### Problem
Using the material that follows, output exactly the lines from the one containing "[locate] bridge tower" through the one containing "[locate] gray rock", with both ends kept.

### Data records
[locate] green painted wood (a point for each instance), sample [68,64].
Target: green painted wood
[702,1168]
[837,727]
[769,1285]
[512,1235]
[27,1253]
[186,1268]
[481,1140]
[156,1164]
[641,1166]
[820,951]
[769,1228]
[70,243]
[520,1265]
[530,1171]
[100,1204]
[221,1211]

---

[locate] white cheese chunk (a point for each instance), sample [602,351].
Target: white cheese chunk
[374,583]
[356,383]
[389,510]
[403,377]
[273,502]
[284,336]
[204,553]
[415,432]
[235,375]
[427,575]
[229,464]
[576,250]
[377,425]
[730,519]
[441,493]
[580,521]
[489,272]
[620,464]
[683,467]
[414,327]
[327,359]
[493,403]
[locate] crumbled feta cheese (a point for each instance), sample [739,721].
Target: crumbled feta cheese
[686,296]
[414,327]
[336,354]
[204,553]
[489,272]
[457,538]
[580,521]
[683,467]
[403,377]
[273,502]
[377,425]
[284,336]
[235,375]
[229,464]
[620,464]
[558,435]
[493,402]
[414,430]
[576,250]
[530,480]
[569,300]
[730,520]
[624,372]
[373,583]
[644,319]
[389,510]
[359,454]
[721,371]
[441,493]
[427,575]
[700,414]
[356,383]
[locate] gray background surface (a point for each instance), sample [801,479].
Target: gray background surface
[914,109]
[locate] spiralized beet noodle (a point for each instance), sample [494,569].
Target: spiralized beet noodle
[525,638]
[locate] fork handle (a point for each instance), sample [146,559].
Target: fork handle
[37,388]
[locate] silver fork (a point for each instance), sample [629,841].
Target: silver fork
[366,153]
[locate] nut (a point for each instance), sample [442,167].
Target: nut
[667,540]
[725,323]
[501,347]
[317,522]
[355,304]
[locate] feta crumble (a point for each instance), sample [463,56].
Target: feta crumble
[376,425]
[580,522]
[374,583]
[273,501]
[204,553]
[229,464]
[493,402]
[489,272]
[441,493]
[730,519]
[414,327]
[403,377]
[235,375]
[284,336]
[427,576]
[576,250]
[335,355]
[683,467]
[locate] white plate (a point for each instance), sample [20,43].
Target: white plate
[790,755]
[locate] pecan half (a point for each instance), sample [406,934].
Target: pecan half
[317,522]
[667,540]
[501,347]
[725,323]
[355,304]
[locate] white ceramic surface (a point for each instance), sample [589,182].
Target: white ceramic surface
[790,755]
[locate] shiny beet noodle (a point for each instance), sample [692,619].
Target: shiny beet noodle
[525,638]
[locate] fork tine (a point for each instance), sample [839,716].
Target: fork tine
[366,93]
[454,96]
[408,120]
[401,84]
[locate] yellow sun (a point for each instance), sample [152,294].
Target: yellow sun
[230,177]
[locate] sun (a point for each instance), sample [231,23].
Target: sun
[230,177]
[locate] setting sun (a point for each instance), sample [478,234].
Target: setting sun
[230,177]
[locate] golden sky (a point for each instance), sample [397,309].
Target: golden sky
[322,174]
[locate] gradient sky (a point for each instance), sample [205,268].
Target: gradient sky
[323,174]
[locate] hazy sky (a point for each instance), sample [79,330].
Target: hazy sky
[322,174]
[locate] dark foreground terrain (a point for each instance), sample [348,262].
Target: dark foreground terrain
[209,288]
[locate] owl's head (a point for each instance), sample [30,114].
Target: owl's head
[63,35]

...

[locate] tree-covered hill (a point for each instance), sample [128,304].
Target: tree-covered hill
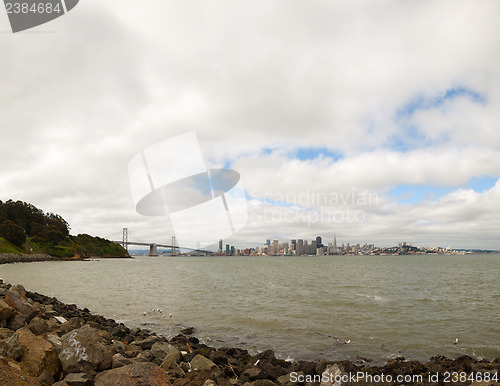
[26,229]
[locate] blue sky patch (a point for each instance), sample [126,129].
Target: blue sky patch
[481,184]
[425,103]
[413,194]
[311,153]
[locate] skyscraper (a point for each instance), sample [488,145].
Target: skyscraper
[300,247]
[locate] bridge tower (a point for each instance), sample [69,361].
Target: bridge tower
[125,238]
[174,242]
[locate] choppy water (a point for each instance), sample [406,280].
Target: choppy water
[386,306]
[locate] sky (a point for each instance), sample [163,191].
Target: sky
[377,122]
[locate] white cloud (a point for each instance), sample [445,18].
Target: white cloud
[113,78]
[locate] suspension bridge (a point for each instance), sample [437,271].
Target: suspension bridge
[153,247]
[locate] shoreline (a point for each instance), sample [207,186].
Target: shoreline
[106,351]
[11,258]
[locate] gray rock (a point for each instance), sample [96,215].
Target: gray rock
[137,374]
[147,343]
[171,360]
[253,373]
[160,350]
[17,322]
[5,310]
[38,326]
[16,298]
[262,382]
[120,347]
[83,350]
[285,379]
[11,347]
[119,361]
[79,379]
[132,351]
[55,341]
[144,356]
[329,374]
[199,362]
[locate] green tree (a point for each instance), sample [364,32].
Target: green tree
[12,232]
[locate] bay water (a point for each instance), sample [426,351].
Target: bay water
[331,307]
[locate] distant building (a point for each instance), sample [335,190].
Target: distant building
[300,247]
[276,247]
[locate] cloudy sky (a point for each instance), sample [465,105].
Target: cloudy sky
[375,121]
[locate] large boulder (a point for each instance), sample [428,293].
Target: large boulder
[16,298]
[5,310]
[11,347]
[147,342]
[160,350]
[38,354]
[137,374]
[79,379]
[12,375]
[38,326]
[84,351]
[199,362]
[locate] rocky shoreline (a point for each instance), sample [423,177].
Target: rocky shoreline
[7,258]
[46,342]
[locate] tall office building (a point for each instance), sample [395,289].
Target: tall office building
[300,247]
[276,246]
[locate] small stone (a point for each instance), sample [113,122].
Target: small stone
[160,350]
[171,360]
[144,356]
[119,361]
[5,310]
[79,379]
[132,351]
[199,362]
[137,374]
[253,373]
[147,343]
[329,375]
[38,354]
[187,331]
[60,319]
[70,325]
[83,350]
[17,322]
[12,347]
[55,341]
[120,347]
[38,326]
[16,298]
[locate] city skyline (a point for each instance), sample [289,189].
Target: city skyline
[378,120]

### Response box
[locate] bridge tower (a point for each instance), sample [69,361].
Target: bridge tower
[125,238]
[174,242]
[locate] choppy water (a point for each instance), sample [406,280].
Target: choppy water
[386,306]
[locate] sky (a point for each instance), sample [163,191].
Target: sky
[377,122]
[locate] white cloud (a point for each instance), sample [445,18].
Target: white cloud
[113,78]
[locate] suspension bridge (a point for each instance), sample [437,271].
Target: suspension bridge
[153,247]
[locate] shoreline (a point for each instance), sample [207,186].
Target: shoreline
[106,351]
[11,258]
[locate] gray rock (a point for each instance), sample [96,215].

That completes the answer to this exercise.